Excerpt to read =>
^^^^^^^^

Drop the reversed for big endian.

Doing this using unsafe pointers is a pain for a number of reasons:

It’s… well… unsafe. A simple mistake can ruin your whole day.
And it’s easy to make a mistake. As an example, my code above converts to UInt32 because it’s pretty darned rare that you find a network protocol that uses Int (remember that Int changes size depending on your architecture).
You have to worry about type punning.
You have to worry about memory alignment.
You have to worry about big and little endian. Admittedly the code above deals with little and big endian, but when you assemble multi-byte integers byte-by-byte, it’s hard to forget about that problem (-:

Now, don’t get me wrong, there are clearly cases where dealing with unsafe pointers is the right choice, but IMO it shouldn’t be your first choice.

Share and Enjoy

Quinn “The Eskimo!” @ DTS @ Apple

somu · October 23, 2019, 8:33pm

Thanks a lot @Lantua for explaining the concern.

I think I really need to read about unsafe raw pointers and how they are used.

somu · October 23, 2019, 8:38pm

Thanks a lot @eskimo, I didn't realise that Int was platform specific.

That's a nice solution to shift bits and do an OR operation, so that the bytes get added to form the final UInt32.

^^^^^^^^

Stated task 1 =>
Arrange the records as a numbered list, beginning at the start of the records and stopping after the line that contains "Outline every instance of the rein.", with blank lines left out. Leave the pictures out of your answer.
The forum thread and the records have no connection to each other.

Stored items from a collection =>
^^^^^^^^

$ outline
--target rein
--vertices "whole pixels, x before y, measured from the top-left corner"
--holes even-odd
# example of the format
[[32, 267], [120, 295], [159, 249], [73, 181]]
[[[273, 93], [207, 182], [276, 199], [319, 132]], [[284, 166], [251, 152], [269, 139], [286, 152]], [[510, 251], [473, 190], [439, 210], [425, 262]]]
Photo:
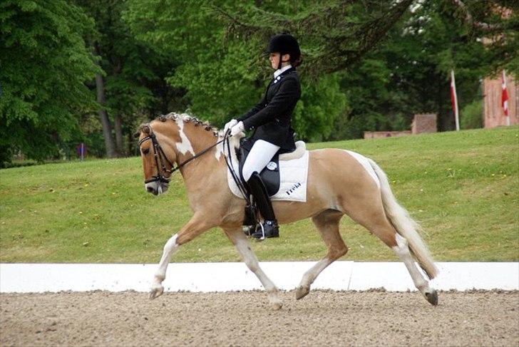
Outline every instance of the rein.
[[[168, 157], [166, 156], [165, 153], [164, 152], [164, 150], [162, 149], [162, 147], [160, 147], [160, 144], [159, 144], [158, 141], [157, 140], [157, 138], [155, 135], [154, 133], [152, 133], [149, 135], [146, 136], [145, 138], [143, 138], [139, 141], [138, 145], [140, 147], [140, 145], [143, 144], [145, 141], [147, 141], [148, 140], [151, 140], [151, 143], [153, 145], [153, 149], [154, 149], [154, 157], [155, 157], [155, 162], [157, 165], [157, 175], [155, 176], [153, 176], [153, 178], [150, 180], [146, 180], [144, 181], [144, 183], [150, 183], [152, 182], [163, 182], [165, 183], [169, 183], [170, 179], [171, 177], [171, 175], [179, 170], [180, 167], [184, 166], [185, 165], [187, 164], [191, 160], [193, 160], [200, 155], [202, 155], [205, 152], [207, 152], [208, 150], [212, 149], [214, 147], [216, 147], [217, 145], [222, 143], [223, 141], [225, 141], [227, 138], [228, 135], [226, 133], [224, 138], [220, 140], [220, 141], [217, 142], [214, 145], [205, 148], [205, 150], [202, 150], [201, 152], [196, 153], [195, 155], [191, 157], [190, 158], [184, 160], [181, 163], [178, 164], [176, 167], [174, 167], [175, 165], [173, 165], [173, 163], [172, 163], [169, 159], [168, 159]], [[164, 160], [165, 160], [168, 164], [170, 165], [171, 167], [170, 169], [166, 168], [166, 165], [164, 163]], [[160, 165], [159, 166], [159, 162], [160, 163]], [[160, 170], [158, 168], [162, 167], [162, 170]], [[169, 177], [165, 177], [163, 172], [168, 172], [170, 174]]]

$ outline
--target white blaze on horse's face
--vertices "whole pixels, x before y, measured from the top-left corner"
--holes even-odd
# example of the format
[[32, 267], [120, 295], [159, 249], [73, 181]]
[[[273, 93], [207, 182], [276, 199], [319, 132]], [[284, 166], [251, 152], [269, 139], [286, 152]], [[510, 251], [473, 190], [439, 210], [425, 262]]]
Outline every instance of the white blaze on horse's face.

^^^^^^^^

Stated task 2 =>
Rewrite more briefly the paragraph of the forum thread on unsafe pointers that begins "And it's easy to make a mistake," keeping its main facts.

Worked solution 1 =>
1. $ outline
2. --target rein
3. --vertices "whole pixels, x before y, measured from the top-left corner"
4. --holes even-odd
5. # example of the format
6. [[32, 267], [120, 295], [159, 249], [73, 181]]
7. [[[273, 93], [207, 182], [276, 199], [319, 132]], [[284, 166], [251, 152], [269, 139], [286, 152]], [[510, 251], [473, 190], [439, 210], [425, 262]]]
8. Photo:
9. Outline every instance of the rein.

Worked solution 2 =>
Mistakes come easily. For example, the writer's code converts to UInt32, because network protocols rarely use Int, whose size changes with the architecture.